Schedule
Subscribe to our calendar for the most recent schedule.
June 5th 3:00pm CET - Lennart Schneider
Title: Hyperband-based Bayesian Optimization for Efficient Black-box Prompt Selection
Abstract:
Optimal prompt selection is a key factor for good performance of large language models (LLMs) on downstream tasks. However, in black-box settings, where models are only accessible via APIs, automated selection becomes a combinatorial, gradient-free optimization problem with high evaluation costs. We introduce HbBoPs, a framework that integrates a structural-aware Gaussian process surrogate with Hyperband as a multi-fidelity scheduler for sample-efficient black-box prompt selection. By representing prompts through embeddings of instructions and exemplars as modular components, our surrogate captures structural similarities across prompts. Hyperband allows for adaptively allocating computational budget, evaluating prompts at varying fidelity levels, and strongly reducing the number of full prompt evaluations. We validate our approach on ten datasets across three LLMs and demonstrate consistent improvements over state-of-the-art baselines and competitors. This work broadens the scope of AutoML by extending multi-fidelity Bayesian optimization, traditionally applied to hyperparameter or neural architecture search, to structured, high-cost decision spaces in modern NLP.

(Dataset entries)

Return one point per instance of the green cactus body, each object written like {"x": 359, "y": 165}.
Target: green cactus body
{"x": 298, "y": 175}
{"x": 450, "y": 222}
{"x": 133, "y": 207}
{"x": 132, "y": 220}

__What the task requires__
According to the talk abstract in the schedule, on how many datasets and how many LLMs was HbBoPs validated?

__Solution below__
Ten datasets across three LLMs.